* WORK TO BE COMPLETED
Locate the word "chain" in the entries below, then gather every line that holds it.

[Point localization data]
- - -

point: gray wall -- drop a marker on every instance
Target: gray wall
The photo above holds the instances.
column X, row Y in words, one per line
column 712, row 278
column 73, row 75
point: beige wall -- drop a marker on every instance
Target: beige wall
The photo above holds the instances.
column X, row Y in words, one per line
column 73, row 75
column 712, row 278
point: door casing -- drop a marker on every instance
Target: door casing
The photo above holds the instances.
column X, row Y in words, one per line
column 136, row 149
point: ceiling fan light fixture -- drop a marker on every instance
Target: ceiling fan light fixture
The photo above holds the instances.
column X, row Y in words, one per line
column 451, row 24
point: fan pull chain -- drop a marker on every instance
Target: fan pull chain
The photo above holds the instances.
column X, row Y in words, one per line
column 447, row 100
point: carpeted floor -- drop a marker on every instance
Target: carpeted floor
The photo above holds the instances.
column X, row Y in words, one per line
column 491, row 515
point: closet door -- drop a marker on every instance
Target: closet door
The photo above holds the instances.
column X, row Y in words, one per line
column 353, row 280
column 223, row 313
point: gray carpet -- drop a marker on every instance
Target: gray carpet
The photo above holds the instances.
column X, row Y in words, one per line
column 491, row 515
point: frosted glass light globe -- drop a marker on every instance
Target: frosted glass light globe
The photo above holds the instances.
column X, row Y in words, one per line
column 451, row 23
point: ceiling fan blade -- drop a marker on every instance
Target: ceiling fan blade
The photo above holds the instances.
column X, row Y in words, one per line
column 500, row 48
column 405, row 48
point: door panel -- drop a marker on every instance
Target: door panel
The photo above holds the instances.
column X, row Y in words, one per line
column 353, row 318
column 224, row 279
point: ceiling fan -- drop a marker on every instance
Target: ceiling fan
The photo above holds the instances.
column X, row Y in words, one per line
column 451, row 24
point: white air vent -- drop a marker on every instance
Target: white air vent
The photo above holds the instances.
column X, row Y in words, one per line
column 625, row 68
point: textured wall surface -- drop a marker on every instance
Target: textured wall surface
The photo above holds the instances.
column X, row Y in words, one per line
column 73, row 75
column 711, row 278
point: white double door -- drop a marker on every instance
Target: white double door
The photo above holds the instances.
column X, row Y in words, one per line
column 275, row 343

- - -

* RESPONSE TO THE EXERCISE
point: fan pull chain -- drop a marker on every instance
Target: fan pull chain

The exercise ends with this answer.